-- start of INPUT FOR THIS TASK --
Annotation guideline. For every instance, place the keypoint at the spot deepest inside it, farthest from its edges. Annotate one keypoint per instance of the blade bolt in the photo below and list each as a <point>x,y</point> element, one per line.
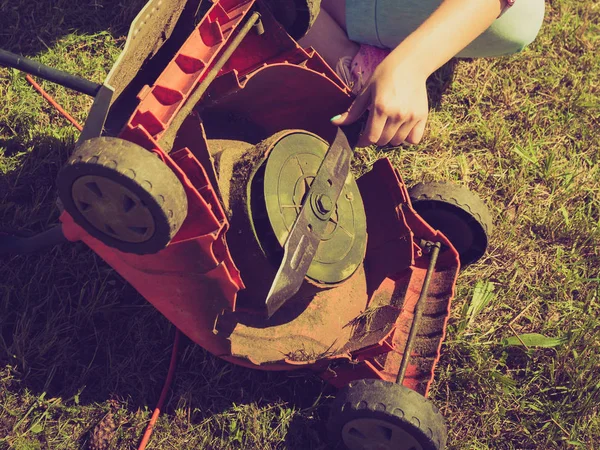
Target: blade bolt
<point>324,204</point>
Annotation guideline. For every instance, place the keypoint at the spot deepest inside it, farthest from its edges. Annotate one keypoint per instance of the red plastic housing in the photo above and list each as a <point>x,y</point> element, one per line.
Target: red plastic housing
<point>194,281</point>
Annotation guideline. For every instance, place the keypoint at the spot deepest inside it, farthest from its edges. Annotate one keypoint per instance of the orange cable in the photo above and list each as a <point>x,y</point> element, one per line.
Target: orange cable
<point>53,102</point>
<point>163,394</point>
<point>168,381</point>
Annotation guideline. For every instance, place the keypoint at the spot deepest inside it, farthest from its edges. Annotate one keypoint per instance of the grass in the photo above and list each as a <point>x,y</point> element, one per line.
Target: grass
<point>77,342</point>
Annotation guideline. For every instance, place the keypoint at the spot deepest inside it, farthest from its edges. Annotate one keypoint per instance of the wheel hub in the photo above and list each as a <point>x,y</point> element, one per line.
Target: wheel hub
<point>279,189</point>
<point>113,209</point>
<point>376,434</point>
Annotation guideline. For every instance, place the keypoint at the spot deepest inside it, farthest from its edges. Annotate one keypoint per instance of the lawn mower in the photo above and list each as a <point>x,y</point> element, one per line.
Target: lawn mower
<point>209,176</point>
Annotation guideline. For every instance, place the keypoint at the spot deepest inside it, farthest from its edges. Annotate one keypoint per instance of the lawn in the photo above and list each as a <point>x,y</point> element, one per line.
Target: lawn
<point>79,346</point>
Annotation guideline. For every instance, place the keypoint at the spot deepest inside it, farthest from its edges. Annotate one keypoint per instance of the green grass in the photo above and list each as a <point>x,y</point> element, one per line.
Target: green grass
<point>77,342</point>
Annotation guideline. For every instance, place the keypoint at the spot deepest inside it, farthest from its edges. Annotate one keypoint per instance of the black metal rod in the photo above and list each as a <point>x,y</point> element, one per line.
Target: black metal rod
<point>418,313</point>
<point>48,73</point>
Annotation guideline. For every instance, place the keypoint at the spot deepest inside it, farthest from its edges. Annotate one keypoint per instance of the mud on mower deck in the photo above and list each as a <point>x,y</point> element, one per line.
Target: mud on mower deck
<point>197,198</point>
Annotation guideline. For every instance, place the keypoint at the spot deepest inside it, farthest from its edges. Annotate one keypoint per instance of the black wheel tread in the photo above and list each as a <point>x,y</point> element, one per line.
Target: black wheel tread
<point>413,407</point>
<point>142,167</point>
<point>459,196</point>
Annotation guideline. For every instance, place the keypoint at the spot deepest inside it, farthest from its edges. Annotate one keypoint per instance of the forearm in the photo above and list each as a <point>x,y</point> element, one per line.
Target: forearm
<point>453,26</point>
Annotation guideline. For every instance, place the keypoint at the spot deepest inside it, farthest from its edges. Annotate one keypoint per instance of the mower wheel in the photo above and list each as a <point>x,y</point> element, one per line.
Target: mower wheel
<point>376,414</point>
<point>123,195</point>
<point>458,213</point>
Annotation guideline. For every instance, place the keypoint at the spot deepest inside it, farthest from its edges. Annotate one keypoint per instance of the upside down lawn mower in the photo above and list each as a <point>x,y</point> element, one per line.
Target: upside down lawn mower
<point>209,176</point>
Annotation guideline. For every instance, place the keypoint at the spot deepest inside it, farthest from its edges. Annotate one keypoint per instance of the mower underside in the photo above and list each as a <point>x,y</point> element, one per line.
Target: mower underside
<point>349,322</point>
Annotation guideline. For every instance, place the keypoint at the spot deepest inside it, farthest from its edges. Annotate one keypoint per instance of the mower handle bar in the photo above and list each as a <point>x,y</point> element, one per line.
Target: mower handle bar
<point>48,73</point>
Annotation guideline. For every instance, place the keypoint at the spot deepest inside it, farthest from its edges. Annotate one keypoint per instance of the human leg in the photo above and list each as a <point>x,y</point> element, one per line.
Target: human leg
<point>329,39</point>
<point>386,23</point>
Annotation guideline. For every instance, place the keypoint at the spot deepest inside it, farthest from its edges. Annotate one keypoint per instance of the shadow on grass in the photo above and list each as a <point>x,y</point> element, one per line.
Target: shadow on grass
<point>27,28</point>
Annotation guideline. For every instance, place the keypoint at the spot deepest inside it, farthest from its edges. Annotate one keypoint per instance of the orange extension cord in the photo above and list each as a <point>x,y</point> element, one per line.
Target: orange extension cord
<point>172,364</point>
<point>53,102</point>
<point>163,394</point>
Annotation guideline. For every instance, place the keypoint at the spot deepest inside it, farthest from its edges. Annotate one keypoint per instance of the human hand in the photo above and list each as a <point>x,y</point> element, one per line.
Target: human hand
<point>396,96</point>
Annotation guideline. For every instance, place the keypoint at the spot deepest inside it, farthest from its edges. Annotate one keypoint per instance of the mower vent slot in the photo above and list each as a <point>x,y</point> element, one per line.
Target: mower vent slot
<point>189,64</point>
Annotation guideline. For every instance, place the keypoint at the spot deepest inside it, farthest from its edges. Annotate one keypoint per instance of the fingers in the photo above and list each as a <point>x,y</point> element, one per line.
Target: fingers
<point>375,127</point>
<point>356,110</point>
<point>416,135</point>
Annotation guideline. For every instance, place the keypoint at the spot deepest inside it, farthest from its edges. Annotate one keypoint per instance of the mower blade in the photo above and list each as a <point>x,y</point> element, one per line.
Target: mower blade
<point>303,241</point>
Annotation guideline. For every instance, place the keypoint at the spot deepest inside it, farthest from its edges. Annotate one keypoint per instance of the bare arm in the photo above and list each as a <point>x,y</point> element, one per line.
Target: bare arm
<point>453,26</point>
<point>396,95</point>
-- end of INPUT FOR THIS TASK --
◆ AIM OF THE TASK
Write out the records word for word, from the very start through the line that contains "<point>194,281</point>", including both ends. Leave the picture out of your answer.

◆ TASK RESPONSE
Annotation guideline. For every instance, place the keypoint at the spot deepest inside it, farthest from its edges. Annotate one keypoint per instance of the blade bolt in the photo below and list each as a <point>x,y</point> element, one per line.
Target: blade bolt
<point>324,204</point>
Annotation guideline. For every instance, place the keypoint at the spot deepest inside it, farthest from its edges. Annotate one keypoint per instance of the red plastic housing in the photo above and list each as a <point>x,y</point> element, one per line.
Target: red plastic housing
<point>194,281</point>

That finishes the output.